• _WHAT THE TASK ASKS_:
Each entry is to be retyped without alteration, and no picture is to be included.
START RECORDS TO USE
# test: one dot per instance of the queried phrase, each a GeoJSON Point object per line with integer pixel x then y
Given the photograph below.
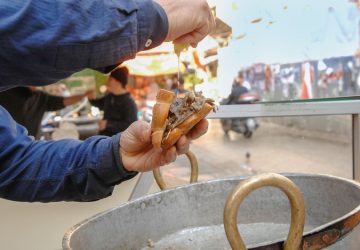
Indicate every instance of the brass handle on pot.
{"type": "Point", "coordinates": [293, 193]}
{"type": "Point", "coordinates": [194, 171]}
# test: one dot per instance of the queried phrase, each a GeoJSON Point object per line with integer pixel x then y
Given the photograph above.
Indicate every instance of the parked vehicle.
{"type": "Point", "coordinates": [245, 126]}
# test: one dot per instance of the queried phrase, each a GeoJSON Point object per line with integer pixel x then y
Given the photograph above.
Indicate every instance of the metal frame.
{"type": "Point", "coordinates": [284, 109]}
END RECORDS TO USE
• _EXERCISE OUTPUT_:
# test: one dot per instance of the queried phrase, each a GeoJSON Point object per line with integer pixel x then y
Given the photograph below.
Indicate every instance of the brass handle on pot.
{"type": "Point", "coordinates": [293, 193]}
{"type": "Point", "coordinates": [194, 171]}
# test: one dot per instance of the queried phrase, each a GeoJSON Point object per line with integer pixel x then y
Given the photograph above.
Indicate every instance of the parked vehicle.
{"type": "Point", "coordinates": [245, 126]}
# test: one dot per instance of the queried phrase, each a GeoJSON Point object per line with integer pixel x then y
Given the photograph above.
Indicate every instance of the metal frame.
{"type": "Point", "coordinates": [284, 109]}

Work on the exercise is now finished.